- [Given entries]:
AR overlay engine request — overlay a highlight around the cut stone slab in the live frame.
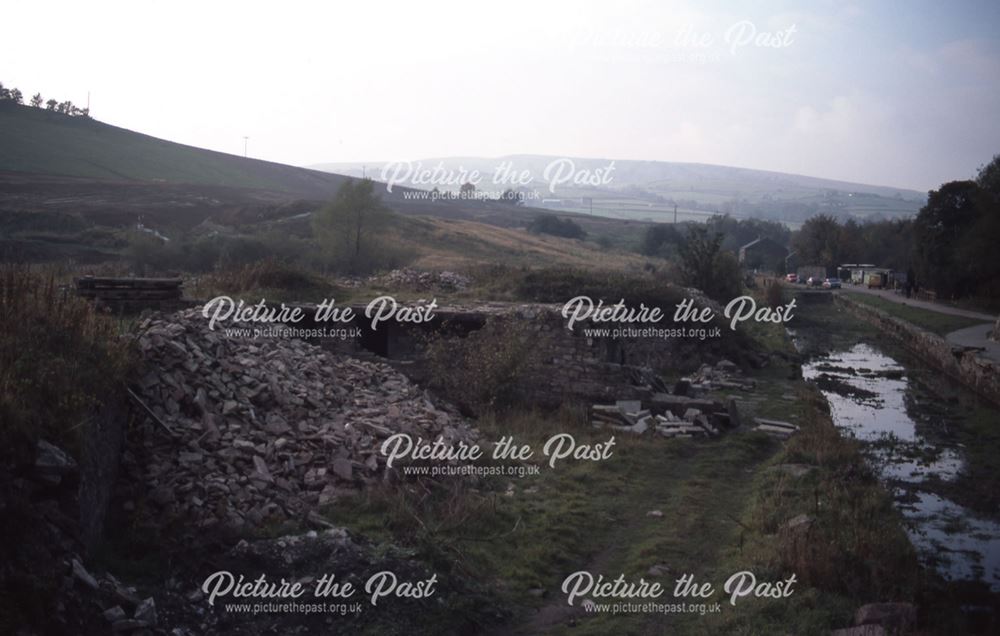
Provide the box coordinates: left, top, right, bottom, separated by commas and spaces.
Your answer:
615, 400, 642, 415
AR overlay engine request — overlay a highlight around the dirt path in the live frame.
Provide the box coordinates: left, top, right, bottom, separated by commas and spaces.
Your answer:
844, 285, 997, 323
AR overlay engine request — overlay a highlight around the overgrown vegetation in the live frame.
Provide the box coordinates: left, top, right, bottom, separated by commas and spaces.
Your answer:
845, 292, 989, 336
313, 179, 407, 274
426, 317, 537, 414
680, 227, 742, 302
0, 265, 134, 453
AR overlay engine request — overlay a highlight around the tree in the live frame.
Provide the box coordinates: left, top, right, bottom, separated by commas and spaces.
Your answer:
976, 155, 1000, 198
639, 223, 681, 258
914, 181, 995, 297
793, 214, 843, 271
528, 214, 587, 239
313, 179, 392, 273
679, 226, 742, 302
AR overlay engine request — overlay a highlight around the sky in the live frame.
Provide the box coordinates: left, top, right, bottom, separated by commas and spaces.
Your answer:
0, 0, 1000, 191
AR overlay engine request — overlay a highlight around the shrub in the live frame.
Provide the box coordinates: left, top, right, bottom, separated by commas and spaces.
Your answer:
0, 265, 134, 453
426, 317, 537, 415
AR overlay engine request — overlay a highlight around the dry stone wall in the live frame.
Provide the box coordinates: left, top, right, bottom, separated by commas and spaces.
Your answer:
834, 294, 1000, 404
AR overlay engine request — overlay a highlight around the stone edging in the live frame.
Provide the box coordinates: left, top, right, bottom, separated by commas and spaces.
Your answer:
834, 294, 1000, 404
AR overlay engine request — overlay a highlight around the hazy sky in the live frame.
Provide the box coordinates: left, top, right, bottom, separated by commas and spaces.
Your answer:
0, 0, 1000, 190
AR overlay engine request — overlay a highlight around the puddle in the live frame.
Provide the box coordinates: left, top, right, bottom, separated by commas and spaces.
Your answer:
793, 342, 1000, 591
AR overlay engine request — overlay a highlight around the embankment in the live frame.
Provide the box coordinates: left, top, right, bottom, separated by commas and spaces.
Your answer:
834, 294, 1000, 404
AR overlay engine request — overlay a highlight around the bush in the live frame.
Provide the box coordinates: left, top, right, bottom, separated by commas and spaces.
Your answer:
639, 223, 682, 258
528, 214, 587, 239
0, 265, 134, 453
426, 317, 538, 415
680, 227, 743, 303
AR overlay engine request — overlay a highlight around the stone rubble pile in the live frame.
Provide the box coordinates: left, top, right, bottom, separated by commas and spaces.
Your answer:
135, 309, 476, 527
753, 417, 799, 440
590, 360, 768, 438
674, 360, 756, 395
590, 396, 729, 438
376, 267, 472, 291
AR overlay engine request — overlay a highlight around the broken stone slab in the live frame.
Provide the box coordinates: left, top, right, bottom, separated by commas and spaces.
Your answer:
331, 457, 354, 481
768, 464, 814, 479
646, 564, 670, 577
71, 559, 100, 590
35, 439, 77, 484
650, 393, 719, 415
134, 596, 156, 625
754, 417, 799, 432
615, 400, 642, 415
111, 618, 149, 633
854, 603, 917, 634
830, 625, 887, 636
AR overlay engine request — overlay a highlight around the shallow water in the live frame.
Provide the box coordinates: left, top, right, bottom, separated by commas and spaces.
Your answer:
802, 343, 1000, 591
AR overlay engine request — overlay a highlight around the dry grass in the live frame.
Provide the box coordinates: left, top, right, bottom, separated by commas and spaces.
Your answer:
0, 265, 133, 453
753, 389, 919, 600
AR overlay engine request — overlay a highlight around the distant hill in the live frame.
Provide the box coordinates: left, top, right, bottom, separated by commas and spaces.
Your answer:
311, 155, 926, 226
0, 102, 358, 199
0, 102, 552, 227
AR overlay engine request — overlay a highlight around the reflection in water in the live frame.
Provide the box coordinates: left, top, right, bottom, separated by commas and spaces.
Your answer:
802, 344, 1000, 590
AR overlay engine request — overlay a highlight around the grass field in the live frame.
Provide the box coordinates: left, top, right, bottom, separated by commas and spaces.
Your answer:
0, 105, 352, 195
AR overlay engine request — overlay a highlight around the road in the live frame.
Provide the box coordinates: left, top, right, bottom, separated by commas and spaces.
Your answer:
845, 285, 1000, 363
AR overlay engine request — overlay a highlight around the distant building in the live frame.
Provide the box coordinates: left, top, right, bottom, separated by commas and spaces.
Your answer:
740, 237, 788, 272
837, 263, 882, 285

- [What is required]: Your task is to return, exactly and on their own, the lines from the one containing "broken stone slab in the live frame." through the last line of the listing.

- [Answer to this task]:
AR overlay engine request — overlay a highlight around the broken stone slab in the live frame.
Provide the box coordinates: left, top, right, bottom, separated by commas and spaces.
Your answer:
331, 457, 354, 481
768, 464, 814, 479
646, 564, 670, 577
71, 559, 100, 590
35, 439, 77, 484
650, 393, 719, 415
134, 596, 156, 625
754, 417, 799, 432
615, 400, 642, 415
111, 618, 149, 633
854, 603, 917, 634
830, 625, 887, 636
AR overlay engine request — overlay a highlight around the shallow water in the live frame.
Provide the box coordinates: left, top, right, bottom, separated by commas and spaces.
Your answer:
802, 343, 1000, 591
AR overlay engine request — overlay a highlight around the dry grass in the live frame.
Provide the box coordinates: left, top, right, bottom, separated by commas and spaces.
Your answer:
0, 265, 133, 453
753, 389, 919, 600
AR overlay engine request — overlay a highlight around the distant hill in the live frame.
Provide the box coordinates: left, top, right, bottom, separated by commas and spaces.
Your answer:
311, 155, 926, 226
0, 102, 358, 199
0, 102, 552, 227
AR overlay engine request — overlay a highlight around the reflection in water in the live frame.
Provide the box coordinates: left, top, right, bottom, separated by commas and spaces.
Your answer:
802, 344, 1000, 590
AR overlay engine request — overlay a highlight around the grass field in the live frame.
Provide the box coordinates: left, top, right, bottom, separated by commas and spaces.
Your answer:
0, 105, 352, 195
AR overlay engine request — overlay a highlight around the road in the live frame.
Provide the box coordinates: left, top, right, bottom, separated by commas and spaces.
Your answer:
845, 285, 1000, 363
AR overlay engine request — overlay a highlight around the distant building in the live frame.
Provide the box coordinates: left, top, right, bottom, separated by commas and spaces.
Your answer:
740, 237, 788, 272
837, 263, 882, 285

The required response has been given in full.